__Alıştırma yönergeleri__:
1: Kendinden şüphe üzerine olan metni iki cümleyle özetleyin.
2: Kendinden şüphe üzerine olan metni, son cümlesinden sonra kaldığı yerden sürdürün.

__Gösterilen metin__:
Kariyerimde ilk kez o an kendimden şüphe duymuştum. Şüphe gerçekten kötü bir şey. O gece ailem beni görmeye geldi, hararetli bir sohbete giriştik. O kadar kötü hissediyordum ki babama takımdan ayrılmayı düşündüğümü söyledim. Tabii, ayrılsaydım bu korkunç bir hata olurdu ama gerçekten kendimden şüphe ediyordum. Babam şöyle dedi: “Çalışmaya devam et, yolundan sapma. Mücadeleden vazgeçmediğin sürece her şey bir bir yoluna girecektir.” 

Birkaç hafta sonra yine evde öylece oturuyordum. O sıralar NFL’e büyük ilgi duymaya başlamıştım. Antrenmanlardan arta kalan zamanda sadece Madden oynuyor veya YouTube’da New England Patriots videoları izliyordum. Bir gün, tesadüfen Tom Brady ile ilgili bir belgesele denk geldim. Belgesel, NFL draftında Brady’den önce seçilen altı oyun kurucudan bahsediyordu. 

Meğerse, Tom Brady draftta 199. sırada seçilmiş. Buna inanabiliyor musunuz? Bu aklımı başımdan aldı ama iyi anlamda. Belgesel beni gerçekten etkiledi. Hayatı boyunca herkes Tom’dan şüphe etmiş. Üniversiteye gittiğinde bile koçlar onu başka bir oyun kurucuyla değiştirmeye çalışmışlar. Belgeselde, NFL draftından önce kilosu tartılırken çekilmiş bir fotoğrafını gösterdiler. Fotoğrafta üstünü çıkarmıştı. Bu bana çok komik gelmişti çünkü sıradan bir gence benziyordu. Bir koç onun için şöyle dedi: “Bu Tom denen çocuk oldukça sıska ve uzun boylu. Daha önce spor salonunun önünden geçtiğini bile zannetmiyorum.” 

Onda kendimi gördüm. İnsanlar, benim hakkımda da hep aynı varsayımlarda bulunuyorlardı. “Şey, anlarsın ya, hiç golcü tipi yok.”  

Bu belgesel, bana gerçekten ilham verdi. Brady kendine inanmış, daha iyi olmak için neredeyse takıntılı bir şekilde hiç durmadan çalışmış. Onun hikayesiyle benim yaşadıklarım arasındaki paralelliği fark ettim. Bu kulağa tuhaf gelebilir ama Leicester’daki kanepemde belgeseli izlerken sanki birden aydınlandım ve kendi kendime “Bir daha düşündüm de pes etmeyeceğim. Olabildiğince sıkı çalışacağım ve önüme gelen fırsatların elimden kaymasına izin vermeyeceğim,” dedim.

__Veri satırları__:
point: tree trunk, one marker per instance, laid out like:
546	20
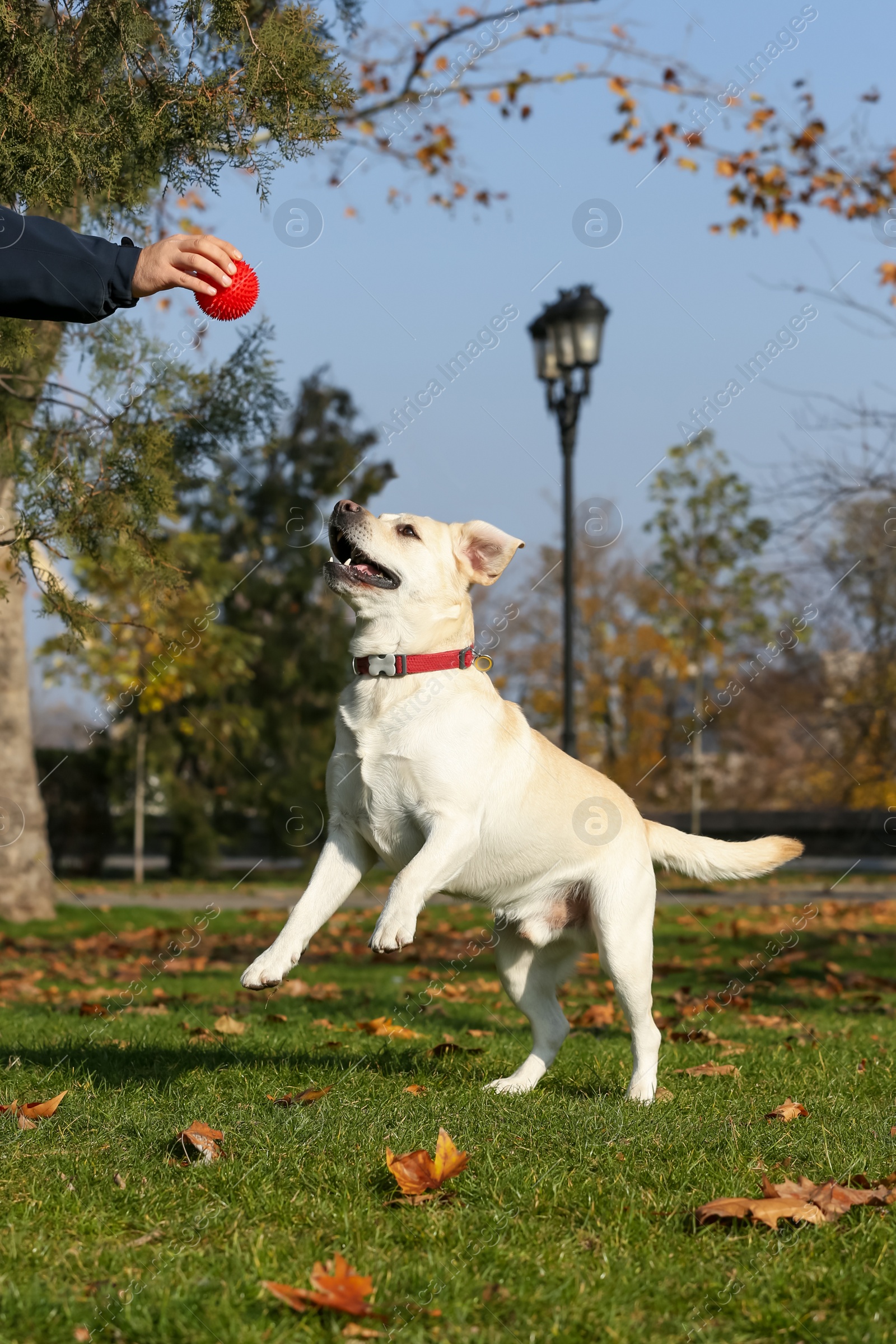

__Görev sonuçları__:
1: Anlatıcı, kariyerinde ilk kez kendinden şüphe edip takımdan ayrılmayı düşündüğünü babasına söyler; babası da ona çalışmaya devam etmesini ve yolundan sapmamasını öğütler. Birkaç hafta sonra, hayatı boyunca herkesin şüphe ettiği ve draftta 199. sırada seçilen Tom Brady hakkında bir belgesel izleyen anlatıcı, kendini onda görür ve pes etmeyip olabildiğince sıkı çalışmaya karar verir.

2:
Birkaç maç sonra eski takımım Millwall’la oynuyorduk, iri savunmacılardan biri, gözümü korkutmaya çalışıyordu. Taç atışı sırasında tam arkamdaydı ve “Hey, Harry,” dedi. 

“Evet?” dedim. 

“Henüz sarı kart görmedim.” 

Ben de “Eee, yani?” dedim. 

O da “Bu iyi bir şey çünkü bir tanesini senin için görmeyi planlıyorum,” diye cevap verdi. 

Beni sindirmeye çalışıyordu, bu açık ve net. Taç kullanıldı ikimiz de kafa topuna çıktık, dirseklerimizle birbirimizi ittik. İşe bak ki yanlışlıkla kaburgalarına vurdum ve yüzünü buruşturarak yere düştü. O yerdeyken üstünden geçip gittim. Tek kelime etmedim. Sadece üzerinden geçtim. Bu; ona, kendime ve bizi izleyen herkese beni kimsenin sindiremeyeceğini gösterme şeklimdi.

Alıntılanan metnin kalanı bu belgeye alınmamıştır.